GIVEN INSTRUCTION –
Show each line below that contains the word "Target". Case counts.
=== DATA TO USE ===
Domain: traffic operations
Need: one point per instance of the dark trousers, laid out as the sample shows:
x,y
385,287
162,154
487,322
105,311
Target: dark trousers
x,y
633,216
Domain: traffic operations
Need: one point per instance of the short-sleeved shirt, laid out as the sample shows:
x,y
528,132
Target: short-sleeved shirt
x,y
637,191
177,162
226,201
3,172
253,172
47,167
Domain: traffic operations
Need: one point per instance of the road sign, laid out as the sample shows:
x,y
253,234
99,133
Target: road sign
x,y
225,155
===
CORRECT ANSWER –
Target: dark trousers
Target: short-sleeved shirt
Target: road sign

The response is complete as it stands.